┌──
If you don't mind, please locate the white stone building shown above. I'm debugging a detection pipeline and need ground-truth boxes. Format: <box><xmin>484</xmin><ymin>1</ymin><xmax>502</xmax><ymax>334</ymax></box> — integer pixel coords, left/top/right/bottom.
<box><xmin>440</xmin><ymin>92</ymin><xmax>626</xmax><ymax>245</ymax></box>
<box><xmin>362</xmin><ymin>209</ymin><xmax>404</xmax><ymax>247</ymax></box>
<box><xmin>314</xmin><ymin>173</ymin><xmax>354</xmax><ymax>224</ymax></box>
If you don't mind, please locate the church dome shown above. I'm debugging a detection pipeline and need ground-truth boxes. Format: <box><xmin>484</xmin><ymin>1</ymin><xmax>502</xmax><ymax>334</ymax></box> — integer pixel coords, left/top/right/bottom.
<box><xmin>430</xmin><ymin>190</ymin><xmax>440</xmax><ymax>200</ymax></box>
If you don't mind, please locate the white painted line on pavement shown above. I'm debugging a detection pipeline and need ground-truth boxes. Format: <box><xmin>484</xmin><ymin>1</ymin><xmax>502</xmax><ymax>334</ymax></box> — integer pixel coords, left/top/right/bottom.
└──
Write out the material from the first line to the last, exactly.

If you don't mind, please locate the white stone building shown above. I'm debugging a detection pipeline and need ground-truth boxes. Format: <box><xmin>484</xmin><ymin>1</ymin><xmax>502</xmax><ymax>334</ymax></box> — integer pixel coords, left/top/right/bottom.
<box><xmin>440</xmin><ymin>92</ymin><xmax>626</xmax><ymax>245</ymax></box>
<box><xmin>362</xmin><ymin>209</ymin><xmax>404</xmax><ymax>247</ymax></box>
<box><xmin>314</xmin><ymin>173</ymin><xmax>354</xmax><ymax>224</ymax></box>
If you don't mind, please locate the church dome shown above. I'm debugging a detection pipeline and need ground-truth boxes. Format: <box><xmin>484</xmin><ymin>1</ymin><xmax>502</xmax><ymax>334</ymax></box> — integer pixel coords, left/top/right/bottom.
<box><xmin>430</xmin><ymin>190</ymin><xmax>440</xmax><ymax>200</ymax></box>
If you don't mind, please locate the white painted line on pavement shown above. I'm debugging a detection pipeline and need ground-truth boxes. Format: <box><xmin>484</xmin><ymin>1</ymin><xmax>502</xmax><ymax>334</ymax></box> — integer pixel coords, left/top/right/bottom.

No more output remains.